From 6e16c630b11fe32704bde034cbe340a352129693 Mon Sep 17 00:00:00 2001
From: Robin Zhang <robinz@nvidia.com>
Date: Tue, 28 Apr 2026 01:18:39 -0700
Subject: [PATCH 1/2] Fix CUDA graph parameter grad lifetime

Signed-off-by: Robin Zhang <robinz@nvidia.com>
---
 tests/pytorch/test_cuda_graphs.py   | 156 +++++++++++++++++++++++++++-
 transformer_engine/pytorch/graph.py |  41 +++++++-
 2 files changed, 192 insertions(+), 5 deletions(-)

diff --git a/tests/pytorch/test_cuda_graphs.py b/tests/pytorch/test_cuda_graphs.py
index a782dadc60..e62dc9f401 100644
--- a/tests/pytorch/test_cuda_graphs.py
+++ b/tests/pytorch/test_cuda_graphs.py
@@ -630,11 +630,137 @@ def test_make_graphed_callables_with_kwargs(
     assert_all_equal(outputs, graph_outputs)
 
 
+def test_make_graphed_callables_returns_owned_parameter_grads() -> None:
+    """Parameter grads returned from graph replay must not alias static graph buffers."""
+    reset_rng_states()
+    model_config = model_configs["small"]
+    dtype = torch.float32
+    model = torch.nn.Linear(
+        model_config.hidden_size,
+        model_config.hidden_size,
+        bias=False,
+        device="cuda",
+        dtype=dtype,
+    )
+    model = make_graphed_callables(
+        model,
+        (generate_data(model_config, dtype, warmup=True, requires_grad=False),),
+    )
+
+    seen_grads = []
+
+    def save_grad(grad):
+        seen_grads.append(grad)
+        return grad
+
+    hook = model.weight.register_hook(save_grad)
+    try:
+        output = model(generate_data(model_config, dtype, requires_grad=False))
+        output.backward(generate_data(model_config, dtype, requires_grad=False))
+
+        assert len(seen_grads) == 1
+        first_grad = seen_grads[0]
+        first_grad_ptr = first_grad.data_ptr()
+        first_grad_snapshot = first_grad.clone()
+
+        model.zero_grad(set_to_none=True)
+
+        output = model(generate_data(model_config, dtype, requires_grad=False))
+        output.backward(generate_data(model_config, dtype, requires_grad=False))
+
+        assert len(seen_grads) == 2
+        assert first_grad.data_ptr() == first_grad_ptr
+        assert seen_grads[1].data_ptr() != first_grad_ptr
+        torch.testing.assert_close(first_grad, first_grad_snapshot, rtol=0, atol=0)

REQUIRED TASK A: Repeat the rows word for word, starting with the line that contains "Target: stream" and going on through the line that contains "103), (162, 106)]]".

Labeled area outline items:
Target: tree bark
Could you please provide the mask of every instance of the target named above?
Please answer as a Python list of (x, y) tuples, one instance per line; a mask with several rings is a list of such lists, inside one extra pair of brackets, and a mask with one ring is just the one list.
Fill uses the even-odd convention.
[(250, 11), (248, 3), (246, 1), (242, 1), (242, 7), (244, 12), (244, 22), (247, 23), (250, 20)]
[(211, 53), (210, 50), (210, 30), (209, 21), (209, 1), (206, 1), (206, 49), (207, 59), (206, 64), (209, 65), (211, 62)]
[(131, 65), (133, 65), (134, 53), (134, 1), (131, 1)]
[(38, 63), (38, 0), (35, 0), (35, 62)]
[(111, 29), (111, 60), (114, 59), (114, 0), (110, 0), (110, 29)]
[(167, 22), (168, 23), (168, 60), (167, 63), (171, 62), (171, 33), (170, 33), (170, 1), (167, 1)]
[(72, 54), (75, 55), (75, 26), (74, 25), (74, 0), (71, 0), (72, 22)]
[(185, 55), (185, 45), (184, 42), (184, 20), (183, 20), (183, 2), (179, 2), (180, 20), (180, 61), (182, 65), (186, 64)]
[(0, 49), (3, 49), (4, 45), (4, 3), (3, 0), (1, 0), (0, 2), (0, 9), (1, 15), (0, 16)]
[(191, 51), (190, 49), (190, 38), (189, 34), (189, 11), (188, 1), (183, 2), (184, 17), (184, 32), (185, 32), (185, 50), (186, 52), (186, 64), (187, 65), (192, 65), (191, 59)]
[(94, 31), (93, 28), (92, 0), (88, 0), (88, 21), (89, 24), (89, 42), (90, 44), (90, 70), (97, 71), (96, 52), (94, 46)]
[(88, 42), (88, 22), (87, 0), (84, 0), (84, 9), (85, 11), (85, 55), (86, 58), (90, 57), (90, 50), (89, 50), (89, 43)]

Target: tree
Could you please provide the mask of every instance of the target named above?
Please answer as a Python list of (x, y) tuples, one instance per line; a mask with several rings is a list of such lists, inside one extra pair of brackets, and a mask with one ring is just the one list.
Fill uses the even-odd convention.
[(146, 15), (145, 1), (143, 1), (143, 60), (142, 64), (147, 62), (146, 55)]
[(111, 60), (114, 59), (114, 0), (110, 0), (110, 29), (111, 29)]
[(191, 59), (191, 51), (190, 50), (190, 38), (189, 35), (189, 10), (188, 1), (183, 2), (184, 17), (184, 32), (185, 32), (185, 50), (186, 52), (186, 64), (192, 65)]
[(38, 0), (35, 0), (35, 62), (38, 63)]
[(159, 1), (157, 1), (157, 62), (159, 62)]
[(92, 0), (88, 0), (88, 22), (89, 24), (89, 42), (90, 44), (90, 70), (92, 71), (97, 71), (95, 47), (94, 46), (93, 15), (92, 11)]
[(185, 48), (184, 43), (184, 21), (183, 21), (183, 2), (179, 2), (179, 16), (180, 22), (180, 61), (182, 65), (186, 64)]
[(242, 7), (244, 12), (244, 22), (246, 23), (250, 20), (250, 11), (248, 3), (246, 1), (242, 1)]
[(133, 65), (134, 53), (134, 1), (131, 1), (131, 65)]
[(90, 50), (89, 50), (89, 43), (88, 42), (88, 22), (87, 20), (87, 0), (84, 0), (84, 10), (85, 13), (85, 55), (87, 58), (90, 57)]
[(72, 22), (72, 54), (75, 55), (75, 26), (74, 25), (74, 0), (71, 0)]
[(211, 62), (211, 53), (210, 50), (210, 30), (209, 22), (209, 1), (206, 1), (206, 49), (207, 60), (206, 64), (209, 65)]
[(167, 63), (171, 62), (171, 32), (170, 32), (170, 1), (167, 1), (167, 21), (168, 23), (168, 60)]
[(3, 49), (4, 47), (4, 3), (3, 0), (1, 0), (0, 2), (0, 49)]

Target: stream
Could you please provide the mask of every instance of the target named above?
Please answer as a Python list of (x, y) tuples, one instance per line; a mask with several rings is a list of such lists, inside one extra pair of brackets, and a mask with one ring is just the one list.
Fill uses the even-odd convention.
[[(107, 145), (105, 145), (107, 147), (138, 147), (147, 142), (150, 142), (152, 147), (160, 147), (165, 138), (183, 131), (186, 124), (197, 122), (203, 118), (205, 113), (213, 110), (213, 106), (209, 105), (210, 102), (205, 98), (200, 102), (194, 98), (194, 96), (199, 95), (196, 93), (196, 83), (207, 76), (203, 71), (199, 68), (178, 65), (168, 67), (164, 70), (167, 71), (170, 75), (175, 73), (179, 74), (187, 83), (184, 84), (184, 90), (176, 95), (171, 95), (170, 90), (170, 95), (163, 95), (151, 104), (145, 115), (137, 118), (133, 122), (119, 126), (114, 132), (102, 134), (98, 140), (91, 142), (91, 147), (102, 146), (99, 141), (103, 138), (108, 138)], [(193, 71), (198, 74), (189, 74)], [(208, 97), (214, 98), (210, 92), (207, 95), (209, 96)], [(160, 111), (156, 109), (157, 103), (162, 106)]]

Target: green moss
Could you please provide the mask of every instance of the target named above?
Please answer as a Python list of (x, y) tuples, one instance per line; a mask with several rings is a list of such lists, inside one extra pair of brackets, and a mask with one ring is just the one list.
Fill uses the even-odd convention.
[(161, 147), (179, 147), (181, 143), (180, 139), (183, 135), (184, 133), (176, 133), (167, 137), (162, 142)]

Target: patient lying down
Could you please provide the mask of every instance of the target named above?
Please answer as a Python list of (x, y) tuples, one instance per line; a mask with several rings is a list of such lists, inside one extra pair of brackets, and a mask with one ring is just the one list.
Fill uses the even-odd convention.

REQUIRED TASK B: Reproduce the passage of the CUDA graph patch word for word, starting with "Signed-off-by: Robin Zhang" and going on through "insertions(+), 5 deletions(-)".

ANSWER A:
Target: stream
Could you please provide the mask of every instance of the target named above?
Please answer as a Python list of (x, y) tuples, one instance per line; a mask with several rings is a list of such lists, inside one extra pair of brackets, and a mask with one ring is just the one list.
Fill uses the even-odd convention.
[[(107, 145), (105, 145), (107, 147), (138, 147), (147, 142), (150, 142), (152, 147), (160, 147), (165, 138), (183, 131), (186, 124), (197, 122), (203, 118), (205, 113), (213, 110), (213, 106), (209, 105), (210, 102), (205, 98), (200, 102), (194, 98), (194, 96), (199, 95), (196, 93), (196, 83), (207, 76), (203, 71), (199, 68), (178, 65), (168, 67), (164, 70), (167, 71), (170, 75), (175, 73), (179, 74), (187, 83), (184, 84), (184, 90), (176, 95), (171, 95), (170, 90), (170, 95), (163, 95), (151, 104), (145, 115), (137, 118), (133, 122), (119, 126), (114, 132), (102, 134), (98, 140), (91, 142), (91, 147), (102, 146), (99, 141), (103, 138), (108, 138)], [(193, 71), (198, 74), (189, 74)], [(208, 97), (214, 98), (210, 92), (207, 95), (209, 96)], [(160, 111), (156, 109), (157, 103), (162, 106)]]

ANSWER B:
Signed-off-by: Robin Zhang <robinz@nvidia.com>
---
 tests/pytorch/test_cuda_graphs.py   | 156 +++++++++++++++++++++++++++-
 transformer_engine/pytorch/graph.py |  41 +++++++-
 2 files changed, 192 insertions(+), 5 deletions(-)